- [課題の条件] 以下の資料から「green」という語を含む行をすべて探し出し、一行ずつ書き写してください。

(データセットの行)
□ □ □ □ □ □ □
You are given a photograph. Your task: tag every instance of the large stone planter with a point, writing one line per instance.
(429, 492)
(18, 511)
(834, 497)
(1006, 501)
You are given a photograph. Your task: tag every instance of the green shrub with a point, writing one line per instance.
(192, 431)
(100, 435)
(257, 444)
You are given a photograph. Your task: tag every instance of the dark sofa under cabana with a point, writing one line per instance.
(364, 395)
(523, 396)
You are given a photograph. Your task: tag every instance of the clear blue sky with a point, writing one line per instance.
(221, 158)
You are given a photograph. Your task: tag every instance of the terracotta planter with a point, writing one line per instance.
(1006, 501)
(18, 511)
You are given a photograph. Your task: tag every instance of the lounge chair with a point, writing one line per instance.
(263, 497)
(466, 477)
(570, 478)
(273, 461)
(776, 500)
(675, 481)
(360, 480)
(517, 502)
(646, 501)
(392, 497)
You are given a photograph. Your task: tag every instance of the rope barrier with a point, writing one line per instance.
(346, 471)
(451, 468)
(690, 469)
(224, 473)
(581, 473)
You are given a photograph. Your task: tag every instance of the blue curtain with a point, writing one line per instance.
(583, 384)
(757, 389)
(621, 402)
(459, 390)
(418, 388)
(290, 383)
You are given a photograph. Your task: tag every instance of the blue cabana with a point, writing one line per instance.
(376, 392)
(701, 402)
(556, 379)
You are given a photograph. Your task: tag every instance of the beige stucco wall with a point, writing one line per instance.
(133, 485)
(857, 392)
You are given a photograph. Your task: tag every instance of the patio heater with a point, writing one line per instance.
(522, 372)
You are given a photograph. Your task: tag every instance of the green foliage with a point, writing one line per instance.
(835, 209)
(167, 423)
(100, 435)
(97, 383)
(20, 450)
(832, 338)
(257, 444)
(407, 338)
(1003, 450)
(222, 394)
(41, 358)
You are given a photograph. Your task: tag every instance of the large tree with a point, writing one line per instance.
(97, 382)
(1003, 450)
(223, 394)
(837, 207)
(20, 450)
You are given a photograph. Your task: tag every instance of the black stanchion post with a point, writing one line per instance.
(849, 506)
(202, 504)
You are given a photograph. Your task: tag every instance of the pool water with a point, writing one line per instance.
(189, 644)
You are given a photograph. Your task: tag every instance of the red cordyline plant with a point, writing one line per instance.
□ □ □ □ □ □ □
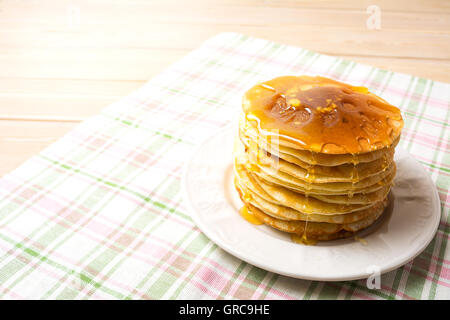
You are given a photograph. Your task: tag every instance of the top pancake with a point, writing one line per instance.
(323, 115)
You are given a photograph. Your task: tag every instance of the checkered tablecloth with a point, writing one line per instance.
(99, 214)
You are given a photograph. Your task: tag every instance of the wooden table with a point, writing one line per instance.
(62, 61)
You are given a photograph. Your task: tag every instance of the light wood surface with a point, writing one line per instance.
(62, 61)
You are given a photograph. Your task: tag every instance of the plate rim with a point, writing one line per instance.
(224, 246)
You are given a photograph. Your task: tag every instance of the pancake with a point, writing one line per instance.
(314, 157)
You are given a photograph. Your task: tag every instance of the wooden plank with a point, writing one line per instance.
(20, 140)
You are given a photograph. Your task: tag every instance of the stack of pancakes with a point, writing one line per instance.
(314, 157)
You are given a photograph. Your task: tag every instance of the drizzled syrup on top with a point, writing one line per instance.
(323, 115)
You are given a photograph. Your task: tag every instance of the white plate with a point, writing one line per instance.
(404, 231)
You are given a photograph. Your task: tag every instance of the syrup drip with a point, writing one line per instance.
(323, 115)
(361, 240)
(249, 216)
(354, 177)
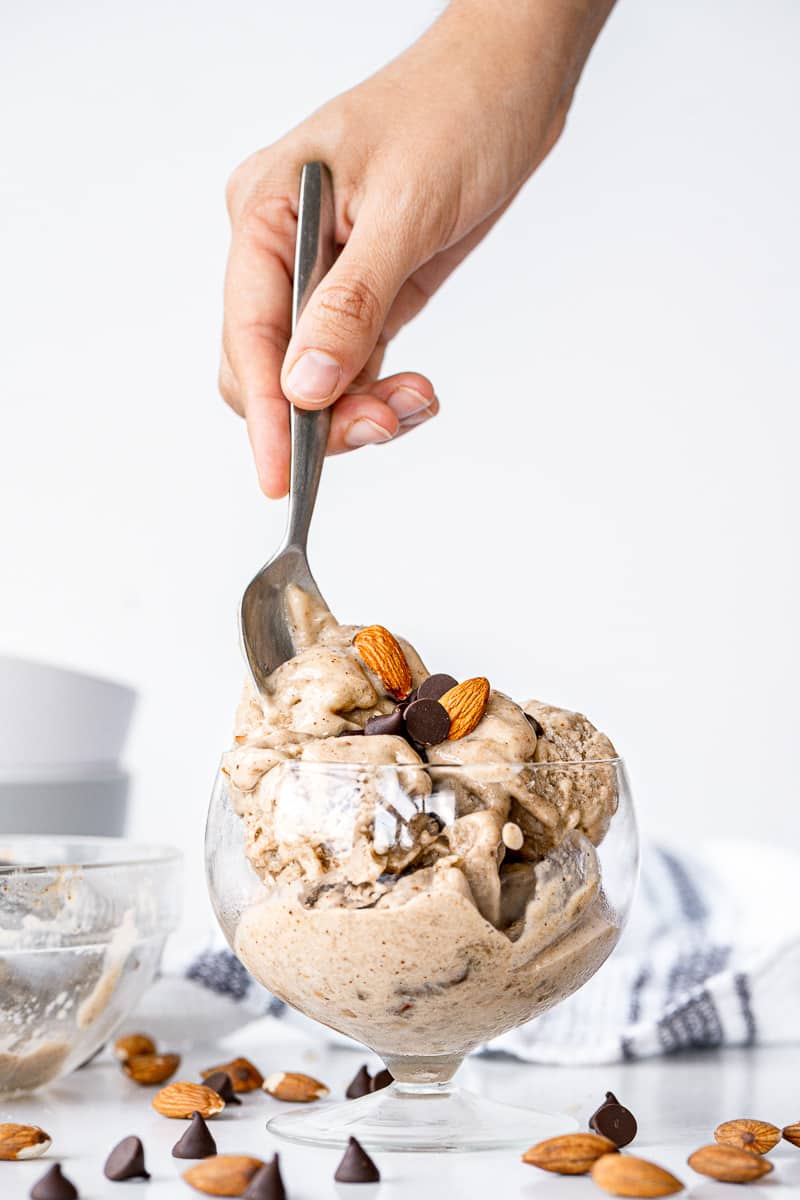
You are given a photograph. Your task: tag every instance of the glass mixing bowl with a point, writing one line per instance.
□ □ □ □ □ □ □
- [正しい結果]
You are given a photograph. Your task: tag every instance of the green shrub with a point, writing one line per instance.
You are given a photograph. Your task: tag every instance of the green foliage with a point, writing one line per instance.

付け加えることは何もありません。